In many homes all members of the family are involved in making Banh chung at
their residence. Quantity varies from one household to another, averaging
hundreds of cakes a day, but up to 1,500 cakes at Tet. In recent years, Banh
chung made by Tranh Khuc villagers have been exported to many countries,
including Russia, Australia and Thailand, mainly to meet the needs of overseas
Vietnamese.
The Banh chung produced here is renowned for its distinctive flavor. Village
elders are most experienced at making these special cakes and generation after
generation they hand down their expertise, keeping the craft alive in Tranh Khuc
Village.
Each step in making Banh chung involves a professional touch. The Dong leaves
used to wrap the cakes must be large, green and untorn. After the leaf ribs and
petioles are removed, they are washed and left to dry. The glutinous rice must
be large-sized grains washed and drained. The green beans must be of top
quality. They are husked, cooked and pounded into paste. The pork must be fresh
and not too lean. It is parboiled to eliminate any odor and then cut into large
pieces and marinated with spices and pepper to make it soft and delicious.
To make a cake, four or five layers of Dong leaves are used as the wrapping of
the dumpling, with the green blade of the outside leave turned outward. The
dumpling is made of a layer of glutinous rice, a layer of green bean topped by
pork and then another layer of green bean topped by another layer of glutinous
rice. The dumpling must be wrapped tightly to maintain a uniform shape. The
cakes are placed into a big pot and boiled for eight to 11 hours.

THE EXERCISE
Write out the Banh chung text from "The Banh chung" to "soft and delicious.", replacing "glutinous rice" with "sticky rice". These records were drawn from a separate source.

[Location labeling records]
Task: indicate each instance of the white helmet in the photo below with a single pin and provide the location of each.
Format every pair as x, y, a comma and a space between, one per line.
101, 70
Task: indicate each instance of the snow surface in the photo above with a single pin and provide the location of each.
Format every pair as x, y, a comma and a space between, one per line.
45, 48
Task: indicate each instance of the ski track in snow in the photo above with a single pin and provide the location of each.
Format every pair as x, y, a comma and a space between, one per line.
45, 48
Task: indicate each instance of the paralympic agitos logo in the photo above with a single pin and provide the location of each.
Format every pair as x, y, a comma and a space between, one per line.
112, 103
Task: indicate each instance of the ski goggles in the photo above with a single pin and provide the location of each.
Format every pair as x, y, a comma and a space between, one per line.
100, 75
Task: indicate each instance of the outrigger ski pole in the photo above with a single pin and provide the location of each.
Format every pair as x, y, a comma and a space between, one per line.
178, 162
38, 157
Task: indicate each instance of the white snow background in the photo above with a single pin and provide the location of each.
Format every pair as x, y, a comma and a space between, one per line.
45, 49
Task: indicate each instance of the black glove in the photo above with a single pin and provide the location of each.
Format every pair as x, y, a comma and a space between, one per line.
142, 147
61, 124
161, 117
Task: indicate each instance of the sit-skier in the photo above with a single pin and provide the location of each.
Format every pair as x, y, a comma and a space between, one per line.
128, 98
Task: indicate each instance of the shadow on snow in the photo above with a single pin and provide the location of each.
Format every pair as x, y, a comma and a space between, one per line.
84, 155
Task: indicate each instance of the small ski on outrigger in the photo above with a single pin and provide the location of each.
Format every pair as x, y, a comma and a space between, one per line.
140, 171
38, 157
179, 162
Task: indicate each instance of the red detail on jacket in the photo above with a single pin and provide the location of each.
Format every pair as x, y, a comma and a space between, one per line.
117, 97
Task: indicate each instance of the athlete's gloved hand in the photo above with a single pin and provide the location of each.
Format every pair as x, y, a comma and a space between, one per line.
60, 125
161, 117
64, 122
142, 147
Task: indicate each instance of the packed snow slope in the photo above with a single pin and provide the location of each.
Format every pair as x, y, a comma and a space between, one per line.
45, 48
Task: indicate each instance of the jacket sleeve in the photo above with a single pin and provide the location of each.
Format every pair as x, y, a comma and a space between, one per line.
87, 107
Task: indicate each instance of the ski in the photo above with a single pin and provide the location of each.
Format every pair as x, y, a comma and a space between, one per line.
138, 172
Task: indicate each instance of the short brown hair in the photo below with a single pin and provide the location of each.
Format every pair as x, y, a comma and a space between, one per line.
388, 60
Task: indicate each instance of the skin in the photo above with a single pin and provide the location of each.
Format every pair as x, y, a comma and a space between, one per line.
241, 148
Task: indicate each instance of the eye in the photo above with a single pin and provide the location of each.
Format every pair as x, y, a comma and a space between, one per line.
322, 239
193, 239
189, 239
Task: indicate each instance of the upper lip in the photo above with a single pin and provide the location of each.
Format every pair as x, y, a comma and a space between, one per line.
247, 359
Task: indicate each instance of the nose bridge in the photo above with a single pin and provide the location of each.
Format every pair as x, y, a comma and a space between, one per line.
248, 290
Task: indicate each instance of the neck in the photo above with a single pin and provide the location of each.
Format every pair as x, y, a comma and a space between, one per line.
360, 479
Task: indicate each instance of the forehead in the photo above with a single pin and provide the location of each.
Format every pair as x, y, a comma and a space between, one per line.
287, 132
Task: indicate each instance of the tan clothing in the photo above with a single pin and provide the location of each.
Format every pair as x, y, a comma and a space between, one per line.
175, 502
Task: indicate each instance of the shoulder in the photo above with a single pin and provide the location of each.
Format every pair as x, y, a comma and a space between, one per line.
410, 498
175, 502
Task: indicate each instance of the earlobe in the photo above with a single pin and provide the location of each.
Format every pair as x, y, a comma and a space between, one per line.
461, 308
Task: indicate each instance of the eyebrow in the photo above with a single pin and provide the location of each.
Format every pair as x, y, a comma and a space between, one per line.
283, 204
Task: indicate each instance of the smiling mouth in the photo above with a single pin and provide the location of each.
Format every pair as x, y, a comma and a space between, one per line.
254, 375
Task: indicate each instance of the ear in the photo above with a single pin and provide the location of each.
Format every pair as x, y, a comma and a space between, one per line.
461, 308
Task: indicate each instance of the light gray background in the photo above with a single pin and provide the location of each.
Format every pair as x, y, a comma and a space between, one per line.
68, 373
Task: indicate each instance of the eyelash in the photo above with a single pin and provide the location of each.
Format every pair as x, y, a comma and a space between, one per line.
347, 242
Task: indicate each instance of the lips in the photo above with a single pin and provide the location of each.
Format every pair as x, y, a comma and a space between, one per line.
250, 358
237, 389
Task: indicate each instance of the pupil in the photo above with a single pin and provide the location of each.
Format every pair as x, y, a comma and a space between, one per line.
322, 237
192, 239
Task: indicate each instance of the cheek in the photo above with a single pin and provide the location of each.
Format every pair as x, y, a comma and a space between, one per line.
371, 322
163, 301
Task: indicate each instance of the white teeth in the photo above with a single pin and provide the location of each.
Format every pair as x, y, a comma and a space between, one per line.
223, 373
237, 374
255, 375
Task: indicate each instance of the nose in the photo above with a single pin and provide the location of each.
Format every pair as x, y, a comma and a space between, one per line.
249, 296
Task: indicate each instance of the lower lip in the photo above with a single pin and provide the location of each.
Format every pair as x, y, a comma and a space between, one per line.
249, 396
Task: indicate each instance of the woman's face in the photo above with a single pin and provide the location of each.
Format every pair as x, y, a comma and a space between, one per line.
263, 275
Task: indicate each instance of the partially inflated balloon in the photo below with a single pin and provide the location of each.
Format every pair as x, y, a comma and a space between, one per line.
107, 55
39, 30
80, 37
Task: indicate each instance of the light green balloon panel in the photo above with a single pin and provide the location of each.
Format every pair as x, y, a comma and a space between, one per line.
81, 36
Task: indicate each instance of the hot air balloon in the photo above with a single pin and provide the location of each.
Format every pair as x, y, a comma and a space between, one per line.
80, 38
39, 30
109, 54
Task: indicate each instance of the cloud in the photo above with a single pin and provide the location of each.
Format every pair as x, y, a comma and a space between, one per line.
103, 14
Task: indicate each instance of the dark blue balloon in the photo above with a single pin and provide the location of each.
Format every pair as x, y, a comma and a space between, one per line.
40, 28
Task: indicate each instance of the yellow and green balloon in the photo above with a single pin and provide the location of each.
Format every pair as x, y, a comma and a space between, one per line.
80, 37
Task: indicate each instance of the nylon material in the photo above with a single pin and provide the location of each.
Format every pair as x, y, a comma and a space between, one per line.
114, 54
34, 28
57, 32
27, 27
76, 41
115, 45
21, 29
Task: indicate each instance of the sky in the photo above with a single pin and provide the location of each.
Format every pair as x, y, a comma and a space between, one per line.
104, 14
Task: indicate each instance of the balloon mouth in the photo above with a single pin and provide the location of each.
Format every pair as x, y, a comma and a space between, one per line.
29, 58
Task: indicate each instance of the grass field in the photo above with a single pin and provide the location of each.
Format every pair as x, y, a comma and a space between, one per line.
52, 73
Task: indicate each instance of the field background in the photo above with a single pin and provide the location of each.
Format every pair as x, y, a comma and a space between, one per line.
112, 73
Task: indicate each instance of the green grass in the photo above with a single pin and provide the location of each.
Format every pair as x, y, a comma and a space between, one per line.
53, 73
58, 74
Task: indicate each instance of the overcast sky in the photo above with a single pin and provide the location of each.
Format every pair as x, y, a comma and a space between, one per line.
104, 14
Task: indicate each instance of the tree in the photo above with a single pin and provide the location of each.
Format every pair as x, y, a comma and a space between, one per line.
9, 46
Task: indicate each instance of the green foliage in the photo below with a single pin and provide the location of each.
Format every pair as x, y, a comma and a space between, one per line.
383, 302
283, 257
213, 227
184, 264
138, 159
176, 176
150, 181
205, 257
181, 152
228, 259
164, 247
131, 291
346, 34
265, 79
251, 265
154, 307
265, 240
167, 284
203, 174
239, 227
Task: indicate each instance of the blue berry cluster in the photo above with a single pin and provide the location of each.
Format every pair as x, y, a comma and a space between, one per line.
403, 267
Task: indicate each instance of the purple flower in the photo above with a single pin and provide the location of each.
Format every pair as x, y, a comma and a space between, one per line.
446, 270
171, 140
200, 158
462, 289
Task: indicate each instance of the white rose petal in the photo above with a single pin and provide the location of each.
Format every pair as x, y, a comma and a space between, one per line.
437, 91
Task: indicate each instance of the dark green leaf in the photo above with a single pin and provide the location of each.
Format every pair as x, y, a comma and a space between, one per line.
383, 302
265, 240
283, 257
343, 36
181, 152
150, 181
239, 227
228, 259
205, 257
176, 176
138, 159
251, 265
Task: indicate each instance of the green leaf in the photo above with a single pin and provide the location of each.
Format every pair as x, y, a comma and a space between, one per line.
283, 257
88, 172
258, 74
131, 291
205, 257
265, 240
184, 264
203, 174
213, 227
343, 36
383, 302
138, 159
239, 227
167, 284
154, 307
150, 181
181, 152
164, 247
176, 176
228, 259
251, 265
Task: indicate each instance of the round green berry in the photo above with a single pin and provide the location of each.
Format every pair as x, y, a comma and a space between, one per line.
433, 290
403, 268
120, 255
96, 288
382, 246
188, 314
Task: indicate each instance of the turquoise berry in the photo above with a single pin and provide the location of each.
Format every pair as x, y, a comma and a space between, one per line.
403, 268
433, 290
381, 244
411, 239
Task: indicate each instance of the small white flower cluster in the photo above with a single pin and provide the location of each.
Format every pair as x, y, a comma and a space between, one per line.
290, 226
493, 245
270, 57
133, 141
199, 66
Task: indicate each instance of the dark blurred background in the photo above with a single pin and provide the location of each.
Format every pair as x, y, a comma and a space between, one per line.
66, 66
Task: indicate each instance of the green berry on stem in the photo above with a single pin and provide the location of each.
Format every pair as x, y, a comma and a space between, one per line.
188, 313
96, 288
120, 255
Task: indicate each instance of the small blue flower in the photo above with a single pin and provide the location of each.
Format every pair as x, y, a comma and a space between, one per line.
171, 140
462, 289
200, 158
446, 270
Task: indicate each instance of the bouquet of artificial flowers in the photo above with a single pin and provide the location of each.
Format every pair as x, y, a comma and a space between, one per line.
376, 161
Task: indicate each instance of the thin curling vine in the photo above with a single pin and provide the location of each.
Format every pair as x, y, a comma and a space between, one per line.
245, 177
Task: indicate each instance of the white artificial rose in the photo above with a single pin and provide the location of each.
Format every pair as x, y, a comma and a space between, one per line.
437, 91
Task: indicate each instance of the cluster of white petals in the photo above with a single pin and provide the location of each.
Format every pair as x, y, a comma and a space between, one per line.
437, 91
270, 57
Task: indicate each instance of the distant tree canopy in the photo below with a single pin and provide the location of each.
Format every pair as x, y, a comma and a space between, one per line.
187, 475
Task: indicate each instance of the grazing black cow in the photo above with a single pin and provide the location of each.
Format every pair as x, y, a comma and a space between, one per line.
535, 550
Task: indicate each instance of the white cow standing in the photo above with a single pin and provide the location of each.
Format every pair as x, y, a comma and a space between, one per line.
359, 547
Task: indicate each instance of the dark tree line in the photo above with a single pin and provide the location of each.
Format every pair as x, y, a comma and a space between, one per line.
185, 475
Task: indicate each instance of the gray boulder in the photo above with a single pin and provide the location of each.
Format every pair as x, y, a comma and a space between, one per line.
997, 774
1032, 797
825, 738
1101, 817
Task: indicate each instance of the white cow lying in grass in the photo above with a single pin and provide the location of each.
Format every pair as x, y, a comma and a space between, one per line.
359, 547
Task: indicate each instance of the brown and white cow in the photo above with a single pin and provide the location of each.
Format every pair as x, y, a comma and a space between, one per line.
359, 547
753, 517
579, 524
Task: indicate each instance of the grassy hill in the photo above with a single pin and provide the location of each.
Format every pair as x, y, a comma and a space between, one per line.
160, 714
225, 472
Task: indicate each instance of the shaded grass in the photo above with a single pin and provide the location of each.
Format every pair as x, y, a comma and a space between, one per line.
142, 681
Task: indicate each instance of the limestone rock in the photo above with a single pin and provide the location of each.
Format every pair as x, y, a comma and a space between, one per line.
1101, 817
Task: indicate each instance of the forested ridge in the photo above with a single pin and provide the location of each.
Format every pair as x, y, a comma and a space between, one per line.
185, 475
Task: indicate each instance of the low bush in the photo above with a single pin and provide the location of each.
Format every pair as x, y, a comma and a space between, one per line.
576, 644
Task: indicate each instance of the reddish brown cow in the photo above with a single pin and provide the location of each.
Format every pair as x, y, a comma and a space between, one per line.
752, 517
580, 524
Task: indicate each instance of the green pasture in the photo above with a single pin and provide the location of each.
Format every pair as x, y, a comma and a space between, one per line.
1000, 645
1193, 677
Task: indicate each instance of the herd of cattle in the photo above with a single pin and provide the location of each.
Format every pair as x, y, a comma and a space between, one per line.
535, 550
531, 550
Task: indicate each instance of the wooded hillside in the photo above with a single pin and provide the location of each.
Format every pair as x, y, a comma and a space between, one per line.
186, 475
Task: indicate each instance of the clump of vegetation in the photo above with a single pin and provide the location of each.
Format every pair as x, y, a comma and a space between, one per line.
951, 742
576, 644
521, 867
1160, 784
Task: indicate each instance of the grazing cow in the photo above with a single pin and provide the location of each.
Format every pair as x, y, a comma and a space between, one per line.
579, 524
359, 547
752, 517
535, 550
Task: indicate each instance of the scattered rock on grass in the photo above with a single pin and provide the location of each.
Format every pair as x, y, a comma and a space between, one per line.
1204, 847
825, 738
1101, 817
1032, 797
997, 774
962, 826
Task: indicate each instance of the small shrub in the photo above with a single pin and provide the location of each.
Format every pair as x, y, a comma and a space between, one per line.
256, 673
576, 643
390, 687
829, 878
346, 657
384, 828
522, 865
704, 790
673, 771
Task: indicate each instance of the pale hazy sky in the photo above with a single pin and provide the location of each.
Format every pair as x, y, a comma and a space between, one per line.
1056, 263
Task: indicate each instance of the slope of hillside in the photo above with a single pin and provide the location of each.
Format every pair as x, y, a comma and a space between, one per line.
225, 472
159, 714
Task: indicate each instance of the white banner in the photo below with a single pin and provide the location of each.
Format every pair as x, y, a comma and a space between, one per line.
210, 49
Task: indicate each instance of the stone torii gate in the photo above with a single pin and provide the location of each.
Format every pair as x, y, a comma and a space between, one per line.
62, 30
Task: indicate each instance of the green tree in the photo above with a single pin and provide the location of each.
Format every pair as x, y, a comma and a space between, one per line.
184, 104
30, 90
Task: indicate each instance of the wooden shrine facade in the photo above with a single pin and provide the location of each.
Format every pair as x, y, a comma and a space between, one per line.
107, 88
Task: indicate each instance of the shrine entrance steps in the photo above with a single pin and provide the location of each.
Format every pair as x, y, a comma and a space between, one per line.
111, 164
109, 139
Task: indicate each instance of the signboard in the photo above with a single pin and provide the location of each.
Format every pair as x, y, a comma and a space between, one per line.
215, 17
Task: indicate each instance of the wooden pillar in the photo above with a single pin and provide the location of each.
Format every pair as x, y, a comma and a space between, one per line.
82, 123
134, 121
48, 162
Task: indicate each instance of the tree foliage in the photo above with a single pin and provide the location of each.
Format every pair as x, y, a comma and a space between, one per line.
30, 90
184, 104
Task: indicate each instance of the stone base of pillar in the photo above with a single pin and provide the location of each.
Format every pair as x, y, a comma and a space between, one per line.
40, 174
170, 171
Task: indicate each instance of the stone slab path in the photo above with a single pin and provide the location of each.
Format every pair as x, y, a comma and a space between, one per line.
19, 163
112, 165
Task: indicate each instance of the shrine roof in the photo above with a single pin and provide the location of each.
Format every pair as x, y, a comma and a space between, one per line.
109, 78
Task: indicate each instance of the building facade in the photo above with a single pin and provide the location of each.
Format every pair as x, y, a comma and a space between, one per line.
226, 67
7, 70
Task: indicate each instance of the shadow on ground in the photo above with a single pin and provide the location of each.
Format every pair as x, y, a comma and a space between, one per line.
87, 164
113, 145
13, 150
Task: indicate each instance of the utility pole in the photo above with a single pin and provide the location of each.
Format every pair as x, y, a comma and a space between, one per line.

SOLUTION TO THIS EXERCISE
The Banh chung produced here is renowned for its distinctive flavor. Village
elders are most experienced at making these special cakes and generation after
generation they hand down their expertise, keeping the craft alive in Tranh Khuc
Village.
Each step in making Banh chung involves a professional touch. The Dong leaves
used to wrap the cakes must be large, green and untorn. After the leaf ribs and
petioles are removed, they are washed and left to dry. The sticky rice must
be large-sized grains washed and drained. The green beans must be of top
quality. They are husked, cooked and pounded into paste. The pork must be fresh
and not too lean. It is parboiled to eliminate any odor and then cut into large
pieces and marinated with spices and pepper to make it soft and delicious.